Exercise requirements - The line containing "For this dataset, tag each instance of the ceiling light" and every line after it, through the end of the records below: repeat them exactly, nothing more.
┄┄┄┄┄┄┄┄┄┄
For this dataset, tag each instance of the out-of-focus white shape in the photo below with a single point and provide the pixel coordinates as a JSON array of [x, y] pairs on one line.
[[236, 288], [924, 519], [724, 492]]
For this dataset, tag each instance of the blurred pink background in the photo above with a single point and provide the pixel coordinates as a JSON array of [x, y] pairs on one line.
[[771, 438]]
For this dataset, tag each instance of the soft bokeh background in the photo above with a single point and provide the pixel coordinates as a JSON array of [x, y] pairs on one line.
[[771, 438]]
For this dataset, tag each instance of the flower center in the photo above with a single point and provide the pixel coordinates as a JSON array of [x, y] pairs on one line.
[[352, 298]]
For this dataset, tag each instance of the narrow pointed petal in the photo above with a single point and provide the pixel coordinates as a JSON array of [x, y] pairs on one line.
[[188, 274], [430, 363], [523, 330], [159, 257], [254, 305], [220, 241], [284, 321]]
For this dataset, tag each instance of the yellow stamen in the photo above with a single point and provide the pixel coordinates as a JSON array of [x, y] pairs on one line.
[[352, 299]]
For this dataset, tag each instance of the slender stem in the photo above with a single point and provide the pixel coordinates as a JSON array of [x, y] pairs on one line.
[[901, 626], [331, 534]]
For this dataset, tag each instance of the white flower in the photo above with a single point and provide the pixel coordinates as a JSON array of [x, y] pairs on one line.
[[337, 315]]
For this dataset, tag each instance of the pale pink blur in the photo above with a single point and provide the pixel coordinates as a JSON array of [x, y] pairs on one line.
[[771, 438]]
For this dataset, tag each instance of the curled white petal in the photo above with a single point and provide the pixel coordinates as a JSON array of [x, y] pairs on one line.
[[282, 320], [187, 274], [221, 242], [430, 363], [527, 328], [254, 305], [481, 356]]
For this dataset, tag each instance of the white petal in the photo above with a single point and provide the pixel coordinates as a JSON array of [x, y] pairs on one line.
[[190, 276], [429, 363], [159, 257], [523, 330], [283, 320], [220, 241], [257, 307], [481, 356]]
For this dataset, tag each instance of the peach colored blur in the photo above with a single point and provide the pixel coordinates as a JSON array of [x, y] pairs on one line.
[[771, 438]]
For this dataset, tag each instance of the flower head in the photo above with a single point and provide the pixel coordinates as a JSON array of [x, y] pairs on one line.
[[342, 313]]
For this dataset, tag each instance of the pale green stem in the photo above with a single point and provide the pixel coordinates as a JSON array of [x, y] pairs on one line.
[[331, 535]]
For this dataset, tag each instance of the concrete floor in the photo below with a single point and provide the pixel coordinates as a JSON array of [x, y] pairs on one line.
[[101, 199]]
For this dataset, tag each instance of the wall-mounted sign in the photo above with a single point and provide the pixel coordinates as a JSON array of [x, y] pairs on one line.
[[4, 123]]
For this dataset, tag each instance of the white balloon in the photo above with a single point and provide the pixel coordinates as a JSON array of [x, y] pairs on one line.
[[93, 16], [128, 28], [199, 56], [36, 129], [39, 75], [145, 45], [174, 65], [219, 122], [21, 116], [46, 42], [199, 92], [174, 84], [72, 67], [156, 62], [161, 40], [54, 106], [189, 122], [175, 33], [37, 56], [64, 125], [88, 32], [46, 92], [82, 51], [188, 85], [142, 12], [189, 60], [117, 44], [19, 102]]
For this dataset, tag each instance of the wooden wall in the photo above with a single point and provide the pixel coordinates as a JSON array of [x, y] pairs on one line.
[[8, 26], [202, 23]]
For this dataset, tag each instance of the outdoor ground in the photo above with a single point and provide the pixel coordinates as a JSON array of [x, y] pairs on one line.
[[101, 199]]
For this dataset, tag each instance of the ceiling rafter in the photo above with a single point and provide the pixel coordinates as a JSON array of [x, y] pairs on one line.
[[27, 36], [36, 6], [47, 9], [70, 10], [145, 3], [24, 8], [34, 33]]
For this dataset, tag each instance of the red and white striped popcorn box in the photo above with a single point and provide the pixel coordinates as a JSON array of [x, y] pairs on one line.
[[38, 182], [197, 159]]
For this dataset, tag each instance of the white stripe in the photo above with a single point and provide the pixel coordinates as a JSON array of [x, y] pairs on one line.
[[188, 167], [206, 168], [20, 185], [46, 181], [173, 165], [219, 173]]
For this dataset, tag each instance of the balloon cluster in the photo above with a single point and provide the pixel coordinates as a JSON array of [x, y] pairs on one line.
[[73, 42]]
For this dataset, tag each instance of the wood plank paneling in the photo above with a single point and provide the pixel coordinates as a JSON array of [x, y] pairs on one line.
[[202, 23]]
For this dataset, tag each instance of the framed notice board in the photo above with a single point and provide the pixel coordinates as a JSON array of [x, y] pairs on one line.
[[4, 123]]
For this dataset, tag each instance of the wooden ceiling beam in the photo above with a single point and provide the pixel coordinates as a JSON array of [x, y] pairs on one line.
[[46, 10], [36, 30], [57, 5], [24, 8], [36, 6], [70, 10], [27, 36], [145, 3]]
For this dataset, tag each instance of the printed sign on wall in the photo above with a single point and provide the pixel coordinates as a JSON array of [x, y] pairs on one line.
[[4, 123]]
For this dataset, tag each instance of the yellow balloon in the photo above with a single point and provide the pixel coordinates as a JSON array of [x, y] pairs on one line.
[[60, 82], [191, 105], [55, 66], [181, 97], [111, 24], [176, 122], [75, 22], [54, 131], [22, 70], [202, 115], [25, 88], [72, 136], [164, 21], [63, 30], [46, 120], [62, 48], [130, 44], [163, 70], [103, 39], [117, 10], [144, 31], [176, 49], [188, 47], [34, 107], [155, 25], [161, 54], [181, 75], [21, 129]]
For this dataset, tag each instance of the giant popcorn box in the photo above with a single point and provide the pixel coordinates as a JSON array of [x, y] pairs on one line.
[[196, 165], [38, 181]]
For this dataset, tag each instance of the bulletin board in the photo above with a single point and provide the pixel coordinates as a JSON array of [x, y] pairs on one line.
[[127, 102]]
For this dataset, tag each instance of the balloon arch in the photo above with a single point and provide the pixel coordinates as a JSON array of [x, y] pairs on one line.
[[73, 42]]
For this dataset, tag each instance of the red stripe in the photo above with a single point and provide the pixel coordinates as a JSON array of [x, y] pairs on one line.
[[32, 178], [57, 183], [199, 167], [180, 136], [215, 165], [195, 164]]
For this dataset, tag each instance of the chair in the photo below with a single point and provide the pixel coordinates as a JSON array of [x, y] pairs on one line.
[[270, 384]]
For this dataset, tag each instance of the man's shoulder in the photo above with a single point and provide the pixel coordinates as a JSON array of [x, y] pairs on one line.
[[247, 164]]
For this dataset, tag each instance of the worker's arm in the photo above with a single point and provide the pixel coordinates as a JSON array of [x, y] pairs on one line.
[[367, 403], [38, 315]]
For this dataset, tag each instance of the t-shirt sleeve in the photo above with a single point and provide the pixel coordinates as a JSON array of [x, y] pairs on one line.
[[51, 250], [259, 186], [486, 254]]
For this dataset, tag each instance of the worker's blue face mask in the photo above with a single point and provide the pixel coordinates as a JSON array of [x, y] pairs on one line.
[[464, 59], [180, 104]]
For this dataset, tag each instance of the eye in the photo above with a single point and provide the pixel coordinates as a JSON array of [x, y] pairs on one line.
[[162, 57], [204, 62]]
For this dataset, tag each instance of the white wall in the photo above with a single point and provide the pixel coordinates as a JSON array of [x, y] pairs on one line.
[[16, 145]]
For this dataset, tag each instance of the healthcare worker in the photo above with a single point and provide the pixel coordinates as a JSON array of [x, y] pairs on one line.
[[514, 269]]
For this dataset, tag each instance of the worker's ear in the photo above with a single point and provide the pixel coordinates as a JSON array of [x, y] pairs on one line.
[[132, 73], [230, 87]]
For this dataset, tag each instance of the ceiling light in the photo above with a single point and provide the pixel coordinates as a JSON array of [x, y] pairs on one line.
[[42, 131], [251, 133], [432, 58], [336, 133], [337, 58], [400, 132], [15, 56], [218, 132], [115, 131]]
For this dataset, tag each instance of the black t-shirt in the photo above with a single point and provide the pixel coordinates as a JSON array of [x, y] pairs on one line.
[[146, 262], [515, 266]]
┄┄┄┄┄┄┄┄┄┄
Reply -
For this dataset, tag each instance of the ceiling light in the photo above with a single point and provide the pixel coordinates as a JSON array of [x, y] pairs on one line.
[[42, 131], [251, 133], [432, 58], [336, 133], [337, 58], [400, 132], [15, 56], [218, 132], [115, 131]]
For this dataset, tag each instance of the black t-shirt in the photo above with a single point and provide the pixel coordinates as a JSON array of [x, y] pairs on one line.
[[146, 262], [515, 266]]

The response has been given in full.